Steven Adams has detailed New Zealand’s response to the Covid-19 pandemic to NBA and US fans, saying Kiwis have been “pretty level-headed” when it comes to it.
Adams spoke on The Old Man and the Three podcast – which features New Orleans Pelicans teammate JJ Redick along with Tommy Alter – and compared New Zealand’s response to that of the US, who are still having serious issues with the pandemic.
Adams compared the two having spent time both in the US and in New Zealand over the past year, both during the NBA’s off-season and the league’s four-month suspension last year.
"[I] didn't have any trouble [getting into New Zealand]. Once I came in I had to isolate for two weeks, it was pretty intense," Adams said.
"It isn't like you just show up and they say, 'cool, get out of here'. You have to write down your number, your Skype address, where you're staying and then they check up on you, and they'll send local police to go and have a look if you're actually isolating - it wasn't just some piss around sort of thing.
"There was more going on there than when I had to come back to America.
"When I had to come back they were just like, 'oh yeah, just go, get out of here."
Adams said the big difference with New Zealand compared to the US and other countries was Kiwis' ability to seamlessly transition into lockdowns when needed.
"There's no mistrust in the Government, or the authorities. Everyone kind of just followed the rules,” Adams said.
“There was a few mishaps every now and then, but for the most part there's not like some sort of weird social infection that's growing and everyone's just like slowly not going to trust like anything. Everyone's pretty level-headed.
"The biggest advantage [was] how quickly the Government reacted to the situation, so the starting point was probably the most crucial."

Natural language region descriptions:

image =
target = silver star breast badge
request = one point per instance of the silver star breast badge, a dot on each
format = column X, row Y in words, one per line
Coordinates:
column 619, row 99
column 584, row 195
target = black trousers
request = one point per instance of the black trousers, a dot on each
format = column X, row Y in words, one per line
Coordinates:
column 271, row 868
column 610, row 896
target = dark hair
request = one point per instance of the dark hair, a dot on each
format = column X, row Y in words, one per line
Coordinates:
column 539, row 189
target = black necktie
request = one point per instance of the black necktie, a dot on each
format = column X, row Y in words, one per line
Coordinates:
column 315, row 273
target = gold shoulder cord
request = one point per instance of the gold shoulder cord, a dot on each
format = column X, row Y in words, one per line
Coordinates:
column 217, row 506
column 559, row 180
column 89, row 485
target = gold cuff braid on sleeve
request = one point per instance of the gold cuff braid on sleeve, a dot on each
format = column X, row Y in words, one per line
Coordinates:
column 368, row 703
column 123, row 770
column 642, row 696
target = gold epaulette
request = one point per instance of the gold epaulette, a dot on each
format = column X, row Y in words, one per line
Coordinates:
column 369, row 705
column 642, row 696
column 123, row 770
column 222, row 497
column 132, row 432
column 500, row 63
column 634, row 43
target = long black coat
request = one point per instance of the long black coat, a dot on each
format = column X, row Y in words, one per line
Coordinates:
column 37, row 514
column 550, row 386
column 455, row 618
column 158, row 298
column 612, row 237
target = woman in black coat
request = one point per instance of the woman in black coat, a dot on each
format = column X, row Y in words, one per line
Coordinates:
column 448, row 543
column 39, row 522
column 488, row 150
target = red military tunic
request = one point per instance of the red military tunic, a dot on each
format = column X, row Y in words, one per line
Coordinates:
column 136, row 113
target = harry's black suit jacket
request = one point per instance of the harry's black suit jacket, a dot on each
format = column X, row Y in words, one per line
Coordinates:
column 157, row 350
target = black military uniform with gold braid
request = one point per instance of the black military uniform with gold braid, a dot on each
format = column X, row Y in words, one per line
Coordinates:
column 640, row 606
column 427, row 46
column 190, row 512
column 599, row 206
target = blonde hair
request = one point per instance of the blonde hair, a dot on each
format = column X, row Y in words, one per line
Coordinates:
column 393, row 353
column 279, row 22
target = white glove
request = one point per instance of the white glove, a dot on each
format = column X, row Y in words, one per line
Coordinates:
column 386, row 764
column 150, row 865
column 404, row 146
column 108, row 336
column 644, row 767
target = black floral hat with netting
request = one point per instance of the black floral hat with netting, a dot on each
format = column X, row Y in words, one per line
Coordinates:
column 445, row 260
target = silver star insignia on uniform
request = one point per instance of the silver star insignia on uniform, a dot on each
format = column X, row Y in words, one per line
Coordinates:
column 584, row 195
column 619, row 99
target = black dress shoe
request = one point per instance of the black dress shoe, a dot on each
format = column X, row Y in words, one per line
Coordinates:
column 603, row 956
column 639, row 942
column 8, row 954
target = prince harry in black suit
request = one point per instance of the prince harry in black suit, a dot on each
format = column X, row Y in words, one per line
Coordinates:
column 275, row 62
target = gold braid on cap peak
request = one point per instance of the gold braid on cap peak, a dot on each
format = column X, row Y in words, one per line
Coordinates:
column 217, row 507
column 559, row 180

What you need to do
Repeat the part of the text about Steven Adams from "Adams spoke on" to "suspension last year.". Rely only on the text about Steven Adams.

Your solution
Adams spoke on The Old Man and the Three podcast – which features New Orleans Pelicans teammate JJ Redick along with Tommy Alter – and compared New Zealand’s response to that of the US, who are still having serious issues with the pandemic.
Adams compared the two having spent time both in the US and in New Zealand over the past year, both during the NBA’s off-season and the league’s four-month suspension last year.